Directions for this task | Output each record exactly, excluding pictures.

Material to process |
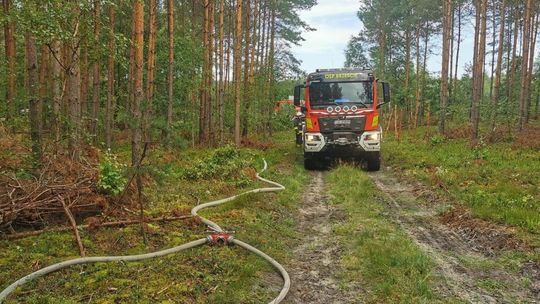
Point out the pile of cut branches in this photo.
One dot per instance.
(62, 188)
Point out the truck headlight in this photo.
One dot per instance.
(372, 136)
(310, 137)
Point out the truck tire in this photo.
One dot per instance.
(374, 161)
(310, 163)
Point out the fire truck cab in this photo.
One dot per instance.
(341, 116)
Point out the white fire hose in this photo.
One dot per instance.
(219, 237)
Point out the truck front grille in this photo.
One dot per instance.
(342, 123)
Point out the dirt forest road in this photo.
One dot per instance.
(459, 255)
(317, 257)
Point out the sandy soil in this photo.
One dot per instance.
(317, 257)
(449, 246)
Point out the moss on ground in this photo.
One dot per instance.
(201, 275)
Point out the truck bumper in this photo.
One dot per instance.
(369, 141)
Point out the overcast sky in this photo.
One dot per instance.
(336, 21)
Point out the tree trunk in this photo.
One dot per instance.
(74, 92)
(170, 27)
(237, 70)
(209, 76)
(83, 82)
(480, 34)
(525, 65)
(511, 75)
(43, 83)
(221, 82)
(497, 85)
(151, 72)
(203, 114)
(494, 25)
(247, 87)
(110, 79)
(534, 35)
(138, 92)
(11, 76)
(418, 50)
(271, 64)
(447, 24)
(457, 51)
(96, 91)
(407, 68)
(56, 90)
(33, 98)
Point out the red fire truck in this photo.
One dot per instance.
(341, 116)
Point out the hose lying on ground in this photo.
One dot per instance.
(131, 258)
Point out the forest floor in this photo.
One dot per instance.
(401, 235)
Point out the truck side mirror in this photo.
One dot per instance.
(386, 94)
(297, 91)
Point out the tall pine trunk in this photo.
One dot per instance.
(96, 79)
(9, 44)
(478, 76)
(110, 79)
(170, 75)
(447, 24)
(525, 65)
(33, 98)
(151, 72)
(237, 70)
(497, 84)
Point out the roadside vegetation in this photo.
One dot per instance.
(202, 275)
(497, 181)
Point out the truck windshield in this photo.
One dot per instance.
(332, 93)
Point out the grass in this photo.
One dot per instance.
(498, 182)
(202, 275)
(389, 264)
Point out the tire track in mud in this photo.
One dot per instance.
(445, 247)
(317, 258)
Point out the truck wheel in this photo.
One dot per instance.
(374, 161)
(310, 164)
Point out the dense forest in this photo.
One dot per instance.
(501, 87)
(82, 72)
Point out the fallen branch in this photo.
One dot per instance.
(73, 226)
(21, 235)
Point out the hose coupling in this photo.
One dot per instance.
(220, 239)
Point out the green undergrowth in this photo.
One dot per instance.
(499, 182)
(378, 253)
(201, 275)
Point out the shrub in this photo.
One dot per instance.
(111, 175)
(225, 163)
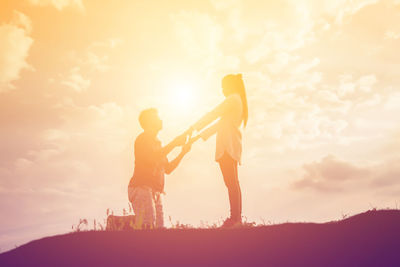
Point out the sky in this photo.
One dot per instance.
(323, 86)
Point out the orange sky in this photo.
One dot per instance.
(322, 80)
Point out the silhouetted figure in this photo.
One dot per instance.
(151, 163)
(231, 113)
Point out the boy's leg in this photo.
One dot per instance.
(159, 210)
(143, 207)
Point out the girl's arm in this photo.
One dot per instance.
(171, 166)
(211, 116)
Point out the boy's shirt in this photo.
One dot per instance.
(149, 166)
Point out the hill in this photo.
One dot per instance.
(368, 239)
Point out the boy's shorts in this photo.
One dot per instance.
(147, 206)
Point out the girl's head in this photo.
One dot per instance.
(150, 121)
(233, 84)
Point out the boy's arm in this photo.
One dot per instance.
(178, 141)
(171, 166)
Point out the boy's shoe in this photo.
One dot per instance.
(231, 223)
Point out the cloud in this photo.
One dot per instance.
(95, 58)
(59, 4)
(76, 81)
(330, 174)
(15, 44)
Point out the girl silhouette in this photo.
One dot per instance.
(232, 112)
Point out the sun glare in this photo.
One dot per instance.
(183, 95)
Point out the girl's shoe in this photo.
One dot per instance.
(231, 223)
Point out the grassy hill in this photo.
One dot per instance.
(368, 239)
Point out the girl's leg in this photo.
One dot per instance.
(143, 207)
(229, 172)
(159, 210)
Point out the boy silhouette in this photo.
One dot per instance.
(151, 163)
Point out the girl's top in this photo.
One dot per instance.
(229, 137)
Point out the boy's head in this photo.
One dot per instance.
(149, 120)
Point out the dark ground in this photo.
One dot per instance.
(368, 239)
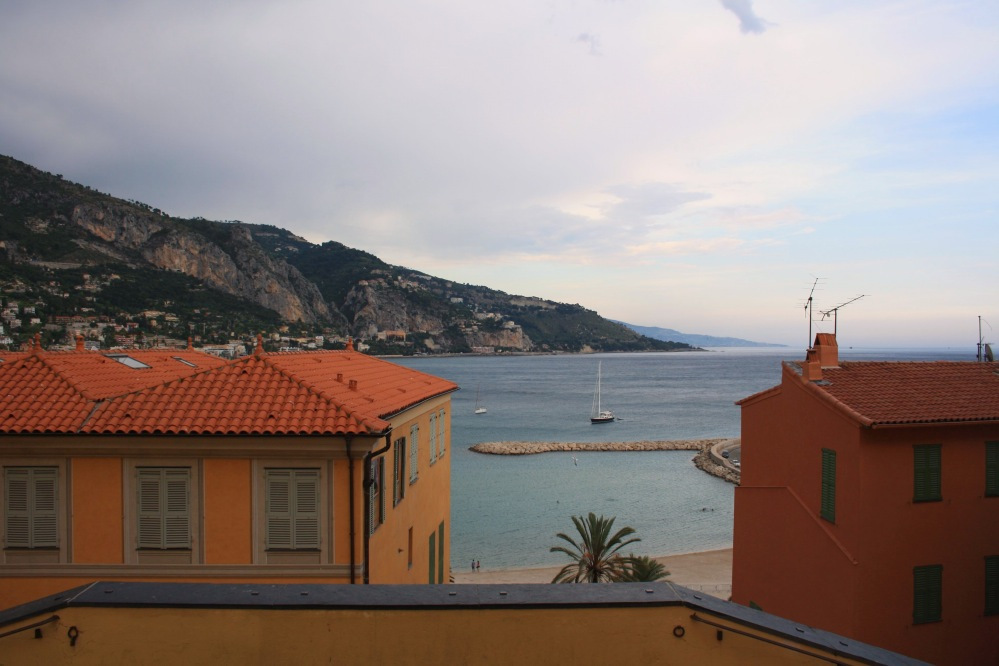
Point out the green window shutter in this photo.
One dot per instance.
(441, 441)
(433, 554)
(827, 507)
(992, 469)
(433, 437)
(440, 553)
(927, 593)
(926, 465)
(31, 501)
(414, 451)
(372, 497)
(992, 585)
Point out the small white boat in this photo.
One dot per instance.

Task answer |
Point out the pile of cut branches in this photo.
One dot per instance.
(62, 188)
Point out the truck headlight in this photo.
One dot per instance.
(372, 136)
(310, 137)
Point out the truck tire in this photo.
One dot per instance.
(374, 161)
(310, 163)
Point out the fire truck cab in this photo.
One dot per instance.
(341, 116)
Point out the white fire hose in this photo.
One dot per instance.
(219, 237)
Point out the truck front grille in this photo.
One dot per instance.
(342, 123)
Point out the dirt forest road in this photo.
One dot per instance.
(459, 255)
(317, 257)
Point out the sandy soil in this photo.
One dot per instance.
(317, 257)
(449, 246)
Point out the moss on ground in this photo.
One dot per instance.
(201, 275)
Point out the truck bumper in this photo.
One dot per instance.
(369, 141)
Point out the overcast sky in this photo.
One dot per instance.
(336, 21)
Point out the tree trunk in this photo.
One dot per instance.
(74, 92)
(170, 27)
(237, 70)
(209, 76)
(83, 82)
(480, 34)
(525, 65)
(511, 75)
(43, 83)
(221, 82)
(497, 85)
(151, 72)
(203, 114)
(494, 25)
(247, 87)
(110, 79)
(534, 35)
(138, 92)
(11, 76)
(418, 50)
(271, 64)
(447, 24)
(457, 51)
(96, 91)
(407, 68)
(56, 90)
(33, 98)
Point out the red fire truck in this photo.
One dot per instance.
(341, 116)
Point out the hose lying on ground in this photo.
One dot per instance.
(131, 258)
Point out the forest floor in this photo.
One dot per instance.
(401, 235)
Point out the truck side mirror in this photo.
One dot per instance.
(386, 94)
(297, 91)
Point out the tall pine trunk in this photo.
One dot per instance.
(96, 79)
(9, 44)
(478, 76)
(110, 79)
(170, 75)
(447, 24)
(525, 65)
(33, 98)
(151, 72)
(237, 70)
(497, 84)
Point out the roadside vegetation in this photo.
One dot per instance.
(202, 275)
(497, 181)
Point out the truck windshield in this photo.
One dot per instance.
(332, 93)
Point out the grass in this photo.
One dot per instance.
(498, 182)
(202, 275)
(389, 264)
Point out the tire track in mud in this photo.
One dot per instance.
(445, 247)
(317, 258)
Point out the truck wheel in this photo.
One dot per instance.
(374, 161)
(310, 164)
Point out the dense forest in this photo.
One dot per instance.
(501, 87)
(82, 72)
Point out the fallen branch in this photo.
One dot per instance.
(73, 226)
(21, 235)
Point out the hose coupling in this photo.
One dot per instance.
(220, 239)
Point out the green undergrowth in this photo.
One dot per instance.
(499, 182)
(378, 253)
(201, 275)
Point out the shrub in this photo.
One dot per instance.
(111, 175)
(225, 163)
Point out the sky in this photo.
One dot per instance.
(323, 86)
Point out the orange sky in this photo.
One dot per instance.
(322, 80)
Point out the silhouetted figure in this photo.
One dot per instance.
(151, 163)
(231, 113)
Point out the boy's leg in this photo.
One dot per instance.
(159, 210)
(143, 207)
Point out the girl's arm in this photo.
One dot per instance.
(171, 166)
(211, 116)
Point out the boy's shirt in this photo.
One dot per instance.
(149, 166)
Point out the hill in this photo.
One dot per instance.
(368, 239)
Point out the boy's shorts in this photo.
One dot per instance.
(147, 206)
Point out the girl's head in this photo.
One dot per instance.
(150, 121)
(233, 84)
Point out the boy's arm in this photo.
One dot per instance.
(178, 141)
(171, 166)
Point out the boy's shoe in this photo.
One dot per instance.
(231, 223)
Point out the cloud in this photo.
One dot per instance.
(95, 58)
(59, 4)
(76, 81)
(330, 174)
(15, 44)
Point out the girl silhouette in this photo.
One dot per instance.
(232, 112)
Point out the sun glare in this photo.
One dot per instance.
(183, 95)
Point out the girl's shoe in this photo.
One dot per instance.
(231, 223)
Point out the grassy hill in this photo.
One dot per instance.
(368, 239)
Point out the girl's leg in this photo.
One dot per instance.
(143, 207)
(229, 172)
(159, 210)
Point out the boy silhouette in this photo.
One dot per instance.
(151, 163)
Point out the girl's top in this photo.
One dot per instance.
(229, 137)
Point out the boy's head in this photo.
One dot per instance.
(149, 120)
Point out the dark ground in this photo.
One dot per instance.
(368, 239)
Point out the green window shutter in this photo.
One dot per instance.
(441, 441)
(433, 554)
(827, 507)
(992, 469)
(433, 437)
(440, 553)
(927, 593)
(926, 465)
(31, 501)
(414, 451)
(372, 497)
(992, 585)
Point out the small white boat in this photo.
One dot per instance.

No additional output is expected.